- EXERCISE DATA
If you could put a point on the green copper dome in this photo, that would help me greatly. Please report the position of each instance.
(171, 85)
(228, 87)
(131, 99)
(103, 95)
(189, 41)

- THE EXERCISE
Put each line of the data above into a JSON list of strings, with one string per line and any blank lines left out.

- EXERCISE RESPONSE
[
  "If you could put a point on the green copper dome in this photo, that would help me greatly. Please report the position of each instance.",
  "(171, 85)",
  "(228, 87)",
  "(131, 99)",
  "(103, 95)",
  "(189, 41)"
]